Page text:
* START *

What‘s Better Than Getting a New Customer?
Winning new customers is an incredible feeling that is viewed as the Holy Grail for businesses. Especially, for cash-starved startups. All businesses work tirelessly to win new customers though. So, what is better than getting a new customer?
Nope, the answer is not getting two new customers. The answer is retaining an existing customer. The beauty of the customer journey is that when done well, customer retention rises into the high ninety-percent range, depending upon your industry. It is more cost-effective to retain customers than spending more on customer acquisition cost (CAC) for new ones. Yet, businesses still must balance both new customer growth and customer retention rates. Spending time, resources, and money on mapping the customer journey does this. Building your Revenue Engine is critical too, however, I am going to focus on the customer journey here. Here is a link for your later reading on how to build a Revenue Engine using Renaissance Methodology.
Let’s define customer retention. It is the sequence of actions and interactions businesses execute to prevent customers from going elsewhere so they can retain them and grow them into loyal customers. A businesses’ ultimate goal is to turn customers into “raving fans.” These are the awesome people who think your business is awesome. They keep coming back, spending more and refer their friends and family. Ideally, they boast about your business online.
Retention matters immensely because according to Gartner, a five-percent increase in retention can increase profits by twenty-five to one hundred and twenty-five percent. Shazam, that is what 10X growth is all about! That does not even account for the profit increase due to referrals or online rave reviews.
How to measure customer retention; simply measure the percentage of your retained customers during a given time you feel is most appropriate for your business/industry. This is the opposite of your customer churn rate, which measures the percentage of customers leaving you in a time frame you choose.
Businesses typically use two different formulas to calculate customer retention: The first way is if they start with 100 customers in a month and end with 80 then they call their retention rate 80%; 100-20/100=0.80%. This does not use new customers gained in that month in the formula. The second way is if they start a month with 100 customers, loose thirty, but gain 50 new ones the use the 50 new ones in the formula; 100-30+50=120-30/100=0.90%. I recommend you use both.

* END *

Point annotations for photos
* START *

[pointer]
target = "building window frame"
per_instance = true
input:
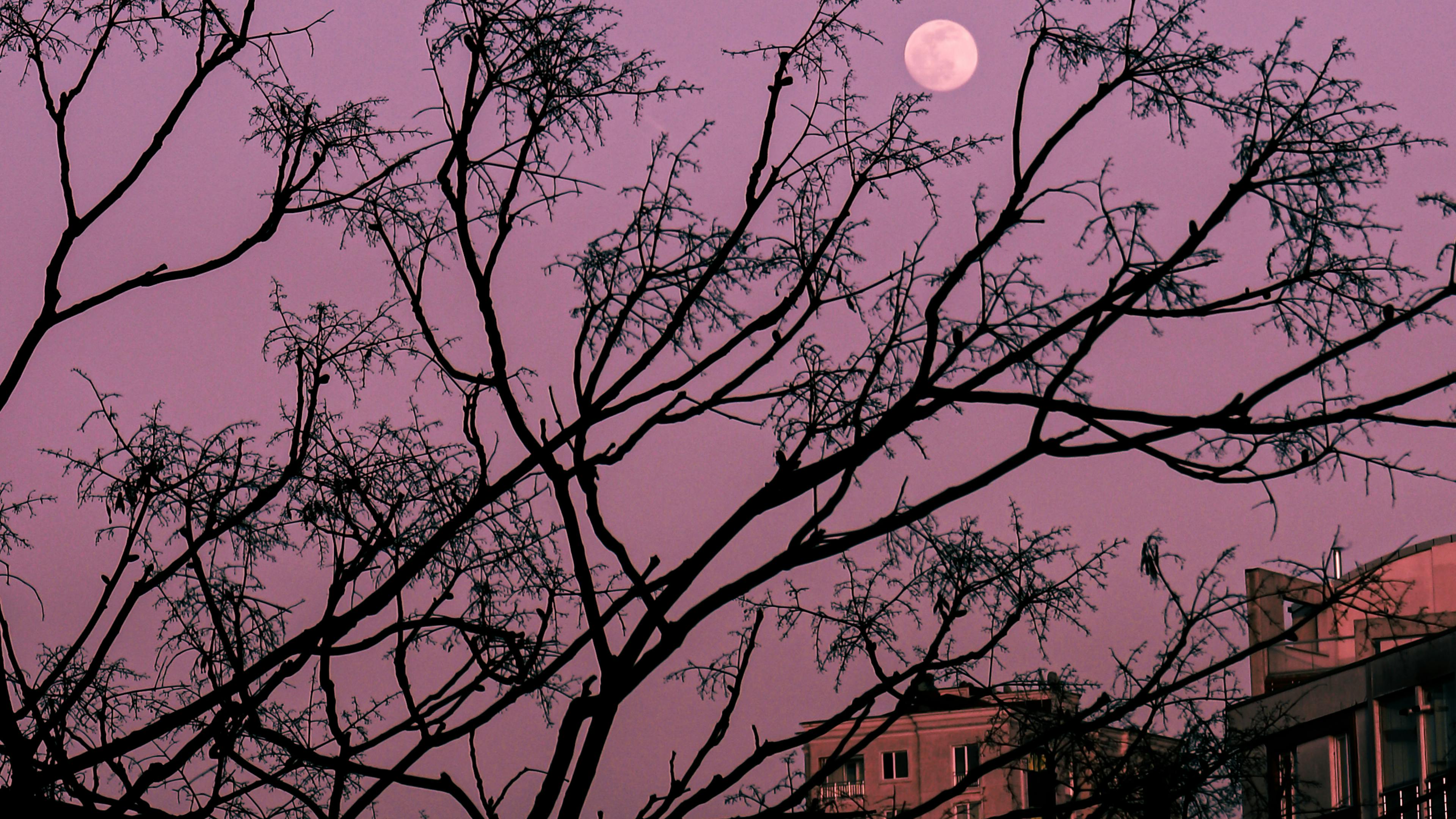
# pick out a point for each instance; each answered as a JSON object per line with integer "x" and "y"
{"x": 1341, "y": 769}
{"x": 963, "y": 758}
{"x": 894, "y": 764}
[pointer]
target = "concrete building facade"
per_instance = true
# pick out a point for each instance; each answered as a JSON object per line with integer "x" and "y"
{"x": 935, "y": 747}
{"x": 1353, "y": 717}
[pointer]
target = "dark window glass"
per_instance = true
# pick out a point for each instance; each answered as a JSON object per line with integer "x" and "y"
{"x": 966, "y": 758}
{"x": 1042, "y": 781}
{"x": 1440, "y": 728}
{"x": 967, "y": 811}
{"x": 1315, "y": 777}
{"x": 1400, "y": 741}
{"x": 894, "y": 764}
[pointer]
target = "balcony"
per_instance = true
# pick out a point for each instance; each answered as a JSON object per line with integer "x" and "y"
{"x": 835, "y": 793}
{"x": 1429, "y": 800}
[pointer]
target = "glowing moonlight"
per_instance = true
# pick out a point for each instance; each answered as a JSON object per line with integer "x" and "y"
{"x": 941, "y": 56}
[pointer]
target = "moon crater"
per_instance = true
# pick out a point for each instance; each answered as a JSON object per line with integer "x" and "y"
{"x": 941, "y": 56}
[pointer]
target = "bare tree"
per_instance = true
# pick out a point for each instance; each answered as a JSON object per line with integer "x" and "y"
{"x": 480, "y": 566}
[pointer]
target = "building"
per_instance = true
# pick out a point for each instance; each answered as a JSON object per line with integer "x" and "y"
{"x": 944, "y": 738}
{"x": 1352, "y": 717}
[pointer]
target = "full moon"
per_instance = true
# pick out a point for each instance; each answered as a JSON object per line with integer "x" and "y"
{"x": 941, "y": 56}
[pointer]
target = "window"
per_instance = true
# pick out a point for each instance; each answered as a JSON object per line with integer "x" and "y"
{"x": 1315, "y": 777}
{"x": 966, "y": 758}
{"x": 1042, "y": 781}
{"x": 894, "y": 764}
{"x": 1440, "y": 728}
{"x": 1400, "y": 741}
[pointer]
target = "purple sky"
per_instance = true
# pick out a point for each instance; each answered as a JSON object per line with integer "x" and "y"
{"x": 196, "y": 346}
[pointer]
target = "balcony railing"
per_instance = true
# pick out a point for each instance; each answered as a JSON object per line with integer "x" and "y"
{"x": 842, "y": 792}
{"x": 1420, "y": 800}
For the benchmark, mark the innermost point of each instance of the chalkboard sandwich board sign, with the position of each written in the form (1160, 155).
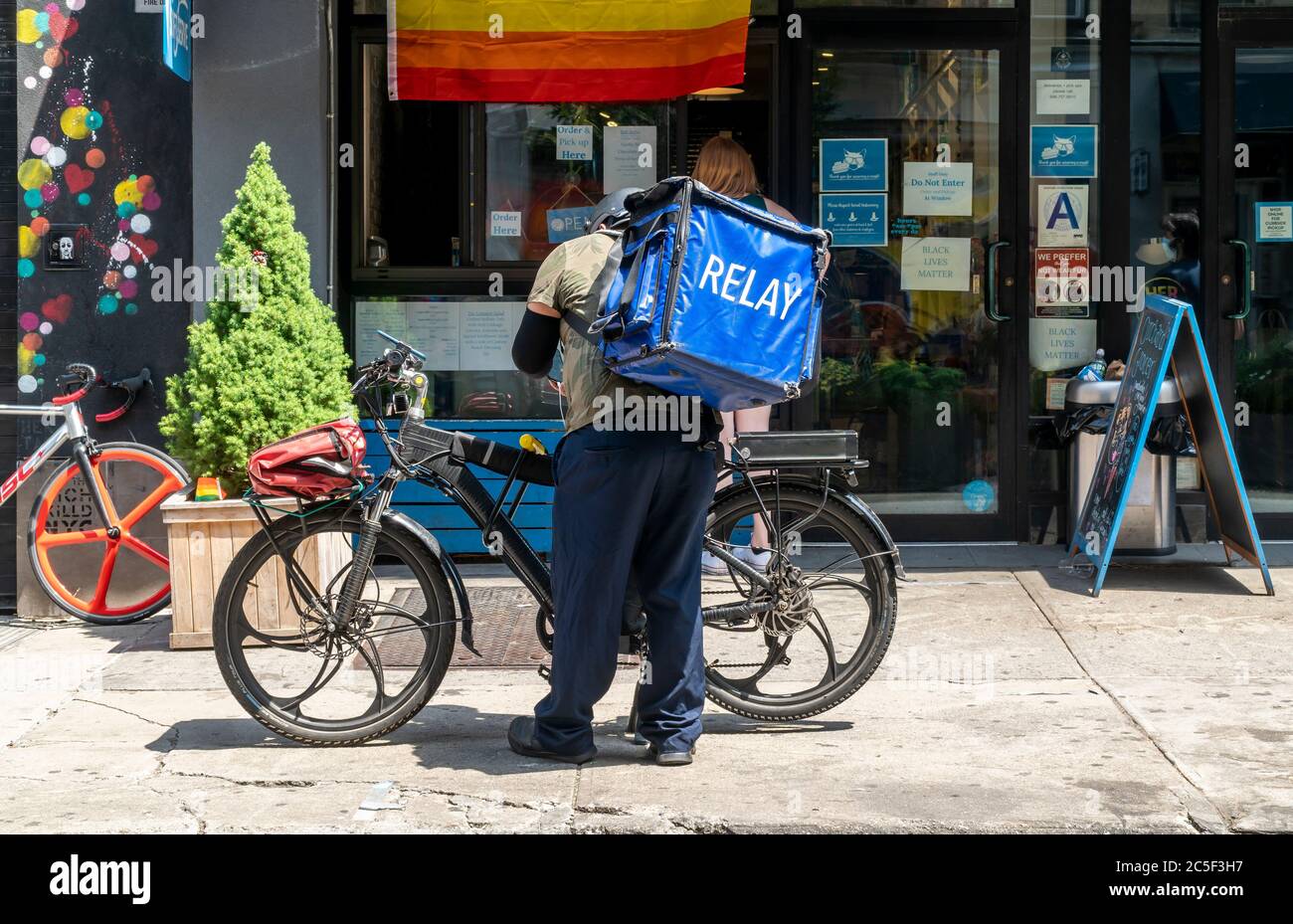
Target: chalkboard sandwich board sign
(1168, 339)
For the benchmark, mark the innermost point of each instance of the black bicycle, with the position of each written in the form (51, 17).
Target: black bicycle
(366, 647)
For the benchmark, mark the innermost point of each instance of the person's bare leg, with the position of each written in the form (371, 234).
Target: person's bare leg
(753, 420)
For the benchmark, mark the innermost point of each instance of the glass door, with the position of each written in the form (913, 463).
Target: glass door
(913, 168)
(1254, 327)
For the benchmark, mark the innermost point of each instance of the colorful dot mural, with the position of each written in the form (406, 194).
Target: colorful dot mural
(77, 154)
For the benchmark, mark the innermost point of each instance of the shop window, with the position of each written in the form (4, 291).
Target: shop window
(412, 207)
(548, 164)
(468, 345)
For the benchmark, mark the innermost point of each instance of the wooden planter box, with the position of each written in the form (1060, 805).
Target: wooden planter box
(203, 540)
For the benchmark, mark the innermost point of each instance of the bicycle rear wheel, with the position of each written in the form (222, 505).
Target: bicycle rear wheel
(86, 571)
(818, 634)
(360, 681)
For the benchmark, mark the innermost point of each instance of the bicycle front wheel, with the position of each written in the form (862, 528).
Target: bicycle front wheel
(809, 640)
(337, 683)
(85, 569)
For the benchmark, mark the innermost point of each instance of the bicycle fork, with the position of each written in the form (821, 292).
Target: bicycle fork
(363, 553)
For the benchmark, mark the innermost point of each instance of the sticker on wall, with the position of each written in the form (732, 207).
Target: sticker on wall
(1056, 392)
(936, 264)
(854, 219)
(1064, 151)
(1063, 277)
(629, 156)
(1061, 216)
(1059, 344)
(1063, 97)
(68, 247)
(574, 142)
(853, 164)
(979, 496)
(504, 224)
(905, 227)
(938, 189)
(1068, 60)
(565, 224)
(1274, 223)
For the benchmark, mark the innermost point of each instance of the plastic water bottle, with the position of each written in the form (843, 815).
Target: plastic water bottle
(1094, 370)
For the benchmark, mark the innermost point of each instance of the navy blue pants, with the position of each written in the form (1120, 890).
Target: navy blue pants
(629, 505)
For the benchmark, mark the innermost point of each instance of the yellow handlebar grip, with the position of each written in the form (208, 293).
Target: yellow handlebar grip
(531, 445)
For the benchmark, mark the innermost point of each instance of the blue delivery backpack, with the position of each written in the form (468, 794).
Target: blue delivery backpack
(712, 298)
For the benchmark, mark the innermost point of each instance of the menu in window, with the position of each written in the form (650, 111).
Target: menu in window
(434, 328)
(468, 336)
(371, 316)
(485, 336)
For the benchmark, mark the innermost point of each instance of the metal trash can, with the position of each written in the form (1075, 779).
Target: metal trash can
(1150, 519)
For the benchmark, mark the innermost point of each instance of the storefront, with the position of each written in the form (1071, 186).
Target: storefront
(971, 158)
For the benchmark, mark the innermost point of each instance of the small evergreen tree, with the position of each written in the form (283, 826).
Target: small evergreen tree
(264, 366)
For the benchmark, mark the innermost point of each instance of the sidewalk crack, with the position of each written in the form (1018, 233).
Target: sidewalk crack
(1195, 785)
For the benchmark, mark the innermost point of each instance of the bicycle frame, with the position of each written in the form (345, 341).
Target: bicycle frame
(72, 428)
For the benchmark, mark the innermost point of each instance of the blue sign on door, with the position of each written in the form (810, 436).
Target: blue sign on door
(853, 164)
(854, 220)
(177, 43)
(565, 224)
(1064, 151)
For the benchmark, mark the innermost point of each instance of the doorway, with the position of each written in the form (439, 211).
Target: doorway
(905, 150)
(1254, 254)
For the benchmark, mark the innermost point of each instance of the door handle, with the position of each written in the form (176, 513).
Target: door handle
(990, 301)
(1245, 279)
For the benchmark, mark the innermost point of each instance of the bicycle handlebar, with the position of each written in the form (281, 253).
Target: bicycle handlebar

* END *

Your instructions: Quote from the customer retention article the passage that begins at the words "Retention matters immensely" and stops after "online rave reviews.".

Task solution:
Retention matters immensely because according to Gartner, a five-percent increase in retention can increase profits by twenty-five to one hundred and twenty-five percent. Shazam, that is what 10X growth is all about! That does not even account for the profit increase due to referrals or online rave reviews.